▶ **Passage**
►
There were fewer voxels with abnormally high FA in the SWM of youths with mild TBI compared to typically developing controls (z=2.94, p= 3.31e-3, Δ=28%) and psychopathology-matched controls (z=2.95, p=3.22e-3, Δ=28%) (Fig. 2C). These results were stable across all examined Z thresholds (Fig. 3C). As with low SWM FA, findings were significant in the frontal lobe. There were fewer voxels with high FA in the frontal lobe in participants with mild TBI compared to typically developing controls (z= 2.62, p= 8.79e-3, Δ=26%) but not psychopathology matched controls (Table 3). Additionally, there were fewer voxels with high FA in the occipital lobe in youths with mild TBI compared to typically developing controls (z=2.72, p= 6.60e-3, Δ=31%) and psychopathology matched controls (z= 3.08, p=2.09e-3, Δ=34%).

3.2.2. Abnormalities found for DWM FA in mild TBI vs. controls

Equivalent group comparisons in DWM revealed a similar pattern of results, except the number of voxels with abnormally low FA in youths with mild TBI was not significantly different from psychopathology matched controls (z= -1.02, p=0.311, Δ=11%). There were more voxels with low FA in the DWM in youths with a history of mild TBI compared to typically developing controls (z= -3.10, p=0.002, Δ=43%; Fig. 2B). These results were stable across all examined Z thresholds (Fig. 3B).
◄
▶ **Study material**
►
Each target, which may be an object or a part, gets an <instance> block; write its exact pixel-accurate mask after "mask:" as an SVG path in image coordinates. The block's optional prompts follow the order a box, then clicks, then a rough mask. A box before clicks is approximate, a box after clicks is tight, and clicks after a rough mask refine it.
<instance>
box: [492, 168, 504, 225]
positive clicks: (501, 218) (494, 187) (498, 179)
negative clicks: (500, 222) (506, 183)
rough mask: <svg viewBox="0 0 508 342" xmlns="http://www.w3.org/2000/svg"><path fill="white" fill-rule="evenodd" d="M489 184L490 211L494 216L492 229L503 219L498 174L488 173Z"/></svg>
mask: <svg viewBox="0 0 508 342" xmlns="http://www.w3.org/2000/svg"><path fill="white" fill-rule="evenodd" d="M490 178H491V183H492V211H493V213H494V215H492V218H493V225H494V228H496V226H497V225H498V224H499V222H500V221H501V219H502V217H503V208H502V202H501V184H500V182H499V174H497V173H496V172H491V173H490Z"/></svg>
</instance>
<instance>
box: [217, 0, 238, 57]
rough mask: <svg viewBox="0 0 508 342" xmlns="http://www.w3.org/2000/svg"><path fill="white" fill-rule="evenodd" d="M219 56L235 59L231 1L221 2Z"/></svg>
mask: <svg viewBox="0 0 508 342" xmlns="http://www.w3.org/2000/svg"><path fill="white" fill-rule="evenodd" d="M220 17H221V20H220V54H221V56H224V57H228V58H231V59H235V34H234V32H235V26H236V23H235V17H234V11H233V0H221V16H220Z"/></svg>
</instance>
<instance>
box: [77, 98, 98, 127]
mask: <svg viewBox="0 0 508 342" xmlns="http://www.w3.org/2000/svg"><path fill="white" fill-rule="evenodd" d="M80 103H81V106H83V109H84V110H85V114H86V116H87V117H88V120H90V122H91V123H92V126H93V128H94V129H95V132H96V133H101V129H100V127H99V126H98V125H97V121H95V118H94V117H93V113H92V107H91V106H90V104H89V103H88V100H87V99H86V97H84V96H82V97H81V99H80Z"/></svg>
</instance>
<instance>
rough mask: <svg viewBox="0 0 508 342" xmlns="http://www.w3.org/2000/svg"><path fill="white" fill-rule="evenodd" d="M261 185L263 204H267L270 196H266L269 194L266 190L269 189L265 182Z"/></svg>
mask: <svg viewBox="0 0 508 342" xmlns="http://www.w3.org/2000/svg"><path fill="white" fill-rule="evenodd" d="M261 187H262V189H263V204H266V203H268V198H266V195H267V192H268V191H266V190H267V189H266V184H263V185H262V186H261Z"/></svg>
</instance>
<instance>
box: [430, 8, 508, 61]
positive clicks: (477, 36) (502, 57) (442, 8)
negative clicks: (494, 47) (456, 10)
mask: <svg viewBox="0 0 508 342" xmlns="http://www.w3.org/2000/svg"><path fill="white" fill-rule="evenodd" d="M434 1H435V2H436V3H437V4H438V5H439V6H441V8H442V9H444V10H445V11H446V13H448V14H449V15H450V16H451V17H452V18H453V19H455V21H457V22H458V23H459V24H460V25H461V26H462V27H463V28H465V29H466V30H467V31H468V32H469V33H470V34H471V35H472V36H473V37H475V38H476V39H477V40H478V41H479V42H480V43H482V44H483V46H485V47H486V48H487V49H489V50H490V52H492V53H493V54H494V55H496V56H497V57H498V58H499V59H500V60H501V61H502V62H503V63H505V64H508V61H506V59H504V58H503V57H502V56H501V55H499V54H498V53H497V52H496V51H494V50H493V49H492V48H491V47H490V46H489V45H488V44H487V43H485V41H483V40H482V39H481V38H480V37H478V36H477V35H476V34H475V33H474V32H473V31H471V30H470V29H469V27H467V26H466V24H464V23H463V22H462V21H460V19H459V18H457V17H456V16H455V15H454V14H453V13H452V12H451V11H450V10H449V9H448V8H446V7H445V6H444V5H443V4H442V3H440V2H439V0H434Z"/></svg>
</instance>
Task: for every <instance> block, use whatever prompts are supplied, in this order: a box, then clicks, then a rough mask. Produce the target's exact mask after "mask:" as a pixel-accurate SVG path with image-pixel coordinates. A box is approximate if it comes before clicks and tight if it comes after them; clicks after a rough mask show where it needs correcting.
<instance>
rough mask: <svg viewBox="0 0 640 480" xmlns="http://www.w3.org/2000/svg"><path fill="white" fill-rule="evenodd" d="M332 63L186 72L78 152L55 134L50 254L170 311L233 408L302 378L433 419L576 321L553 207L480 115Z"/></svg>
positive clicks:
◄
▶ **Instructions**
• 1. Return everything in the passage on fractional anisotropy in mild TBI from "3.2.2. Abnormalities found" down to "Z thresholds (Fig. 3B).", copied word for word.
• 2. Resume the passage on fractional anisotropy in mild TBI, picking up after its final sentence.

▶ **Answers for the exercise**
• 1.
3.2.2. Abnormalities found for DWM FA in mild TBI vs. controls

Equivalent group comparisons in DWM revealed a similar pattern of results, except the number of voxels with abnormally low FA in youths with mild TBI was not significantly different from psychopathology matched controls (z= -1.02, p=0.311, Δ=11%). There were more voxels with low FA in the DWM in youths with a history of mild TBI compared to typically developing controls (z= -3.10, p=0.002, Δ=43%; Fig. 2B). These results were stable across all examined Z thresholds (Fig. 3B).

• 2.
Comparing the number of DWM voxels with abnormally high FA revealed there were fewer voxels with high FA in youths with mild TBI compared to typically developing controls (z= 4.35, p= 1.34e-05, Δ=54%) and psychopathology matched controls (z= 3.15, p=1.65e-3, Δ=40%) (Fig. 2D). These results were also stable across all examined Z thresholds (Fig. 3D).

3.3. Association between FA abnormalities in SWM and DWM and attention

3.3.1. Response time in the attention task

Association between FA abnormalities in SWM and response time in the attention task in youths with mild TBI: The average response time for correct response trials in the attention task was positively correlated with the number of SWM voxels with abnormally low FA in the mild TBI group (t= 2.890, p=5.41e-3; Fig. 4) (Table 4). Regional analyses revealed that within participants with a history of mild TBI, response time was positively correlated with the number of voxels with low FA in the parietal lobes (t=3.172, p=2.42e-3) (Table 5).

Fig. 4.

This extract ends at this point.